Natural language region descriptions
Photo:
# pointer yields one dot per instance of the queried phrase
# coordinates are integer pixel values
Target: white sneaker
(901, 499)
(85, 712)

**What the task asks**
Write the entries out a second time. Match them exactly.

**Exercise output**
Photo:
# pointer yields one dot per instance of the queried phrase
# coordinates are integer pixel values
Target: white sneaker
(901, 499)
(85, 712)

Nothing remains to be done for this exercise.